__Set exercise__:
Please carry on the passage about the Algerian hostage-taking below from the point where it ends.

Clearly the hostage-takers’ religion was important – indeed central – to their motives and goals for undertaking this savage attack; yet mainstream media coverage has followed the usual patterns, downplaying or ignoring outright what the attackers said about what they were hoping to accomplish, since these statements lead to questions about Islam that they would prefer not be asked.
Yet they must be asked: we have now in the last few months seen bloody massacres carried out in the name of Islam in at this natural gas plant and at the U.S. consulate in Benghazi; a brutal Sharia regime come to power in northern Mali; and escalating persecution of Christians in Egypt, Pakistan, and Nigeria. Muslim spokesmen and groups in the U.S. routinely dismiss concerns about such things by asserting that their view of Islam, and that of Muslims in the U.S. and the vast majority of Muslims worldwide, is completely different from that of the Muslims who perpetrate these attacks, and that therefore anyone who wonders if such violence in the name of Islam will ever become commonplace in the U.S. is simply “Islamophobic” and hateful.
Maybe so. Certainly this line has so thoroughly convinced government, law enforcement, and media elites that no discussion or dissent is permitted anymore from these claims, as if they were hallowed religious dogma. Nonetheless, it is ill-advised not to take the trouble to understand one who is determined to destroy you. The hostage-takers in Algeria said they wanted to teach Americans what Islam is. It would be foolish, and ultimately fatal, not to consider exactly what message they wanted us to get about Islam.
The core of the message may be found in a statement attributed in Islamic tradition to Muhammad, the prophet of Islam:
I have been ordered (by Allah) to fight against the people until they testify that none has the right to be worshipped but Allah and that Muhammad is Allah’s Apostle, and offer the prayers perfectly and give the obligatory charity, so if they perform that, then they save their lives and property from me except for Islamic laws and then their reckoning (accounts) will be done by Allah. (Bukhari 1.2.24)

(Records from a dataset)
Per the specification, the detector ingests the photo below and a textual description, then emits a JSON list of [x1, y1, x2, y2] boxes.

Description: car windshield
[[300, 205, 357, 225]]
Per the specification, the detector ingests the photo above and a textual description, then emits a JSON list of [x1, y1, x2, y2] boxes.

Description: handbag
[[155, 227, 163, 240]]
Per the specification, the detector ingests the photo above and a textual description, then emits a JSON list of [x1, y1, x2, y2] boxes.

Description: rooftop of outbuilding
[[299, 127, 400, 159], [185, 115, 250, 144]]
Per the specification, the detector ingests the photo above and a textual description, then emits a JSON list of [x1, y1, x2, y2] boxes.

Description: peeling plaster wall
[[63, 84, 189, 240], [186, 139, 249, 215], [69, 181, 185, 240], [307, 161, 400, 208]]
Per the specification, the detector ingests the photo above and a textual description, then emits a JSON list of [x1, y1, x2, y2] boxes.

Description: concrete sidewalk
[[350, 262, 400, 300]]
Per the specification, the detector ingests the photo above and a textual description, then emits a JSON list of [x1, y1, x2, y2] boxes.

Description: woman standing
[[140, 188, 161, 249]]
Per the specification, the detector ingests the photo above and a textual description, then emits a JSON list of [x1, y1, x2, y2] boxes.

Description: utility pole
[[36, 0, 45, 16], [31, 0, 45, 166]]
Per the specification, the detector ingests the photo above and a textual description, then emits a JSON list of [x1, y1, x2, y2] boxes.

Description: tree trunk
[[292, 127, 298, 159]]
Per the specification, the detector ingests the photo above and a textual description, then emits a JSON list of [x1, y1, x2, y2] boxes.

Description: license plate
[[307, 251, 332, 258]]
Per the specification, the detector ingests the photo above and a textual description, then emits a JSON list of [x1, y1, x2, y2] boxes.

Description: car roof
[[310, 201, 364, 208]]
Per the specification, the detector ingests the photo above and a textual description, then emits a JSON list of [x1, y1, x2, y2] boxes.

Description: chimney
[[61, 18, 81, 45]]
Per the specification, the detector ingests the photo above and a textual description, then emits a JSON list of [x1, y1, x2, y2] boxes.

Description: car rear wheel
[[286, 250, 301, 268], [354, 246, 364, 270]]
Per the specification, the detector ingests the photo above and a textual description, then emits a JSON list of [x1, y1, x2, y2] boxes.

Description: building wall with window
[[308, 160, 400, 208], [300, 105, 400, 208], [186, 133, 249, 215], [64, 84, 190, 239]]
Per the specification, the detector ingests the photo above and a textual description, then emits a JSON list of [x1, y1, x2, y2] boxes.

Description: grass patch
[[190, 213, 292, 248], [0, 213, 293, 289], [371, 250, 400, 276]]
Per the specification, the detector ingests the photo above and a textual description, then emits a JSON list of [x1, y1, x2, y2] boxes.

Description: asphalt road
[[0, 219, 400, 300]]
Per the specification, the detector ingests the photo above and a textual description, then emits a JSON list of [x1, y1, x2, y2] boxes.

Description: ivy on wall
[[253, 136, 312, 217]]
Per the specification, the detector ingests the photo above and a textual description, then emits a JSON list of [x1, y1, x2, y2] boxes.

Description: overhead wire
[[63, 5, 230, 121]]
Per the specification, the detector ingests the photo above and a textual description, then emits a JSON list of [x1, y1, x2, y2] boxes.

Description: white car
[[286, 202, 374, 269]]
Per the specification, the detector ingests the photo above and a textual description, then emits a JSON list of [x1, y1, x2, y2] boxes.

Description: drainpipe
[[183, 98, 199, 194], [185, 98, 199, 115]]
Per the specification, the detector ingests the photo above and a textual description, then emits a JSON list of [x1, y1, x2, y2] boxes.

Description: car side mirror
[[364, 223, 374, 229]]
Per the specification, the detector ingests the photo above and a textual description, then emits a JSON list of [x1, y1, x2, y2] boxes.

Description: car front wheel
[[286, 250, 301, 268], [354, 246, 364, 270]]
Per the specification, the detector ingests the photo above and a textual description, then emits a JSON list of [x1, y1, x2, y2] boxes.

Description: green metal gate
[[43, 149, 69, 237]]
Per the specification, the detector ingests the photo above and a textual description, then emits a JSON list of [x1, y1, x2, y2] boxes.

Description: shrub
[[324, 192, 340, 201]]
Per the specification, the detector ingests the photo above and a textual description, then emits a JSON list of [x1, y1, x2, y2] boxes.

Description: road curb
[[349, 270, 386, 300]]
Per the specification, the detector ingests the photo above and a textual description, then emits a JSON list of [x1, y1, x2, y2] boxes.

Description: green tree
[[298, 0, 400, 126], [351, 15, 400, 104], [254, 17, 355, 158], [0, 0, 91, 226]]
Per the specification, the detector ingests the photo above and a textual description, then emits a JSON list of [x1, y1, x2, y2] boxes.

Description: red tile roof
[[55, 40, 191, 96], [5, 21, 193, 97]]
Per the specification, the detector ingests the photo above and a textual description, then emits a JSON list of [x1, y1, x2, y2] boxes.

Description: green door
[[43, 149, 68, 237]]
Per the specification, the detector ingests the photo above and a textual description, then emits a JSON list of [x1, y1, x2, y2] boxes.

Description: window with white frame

__Exercise answer__:
Muhammad must fight against people until they confess that Allah is the only god and Muhammad is his messenger, and if they do, their lives and property are safe from him – in other words, if one does not confess that there is no god but Allah and Muhammad is prophet, one’s life and property are not safe from the Muslims. In taking hostages in the first place, moreover, the jihadis were on firm Islamic ground: kidnapping infidels and later deciding to kill them is fully sanctioned in Islamic law. “As for the captives,” says the Islamic jurist al-Mawardi’s Laws of Islamic Governance,
the amir [ruler] has the choice of taking the most beneficial action of four possibilities: the first to put them to death by cutting their necks; the second, to enslave them and apply the laws of slavery regarding their sale and manumission; the third, to ransom them in exchange for goods or prisoners; and fourth, to show favor to them and pardon them.
There is more.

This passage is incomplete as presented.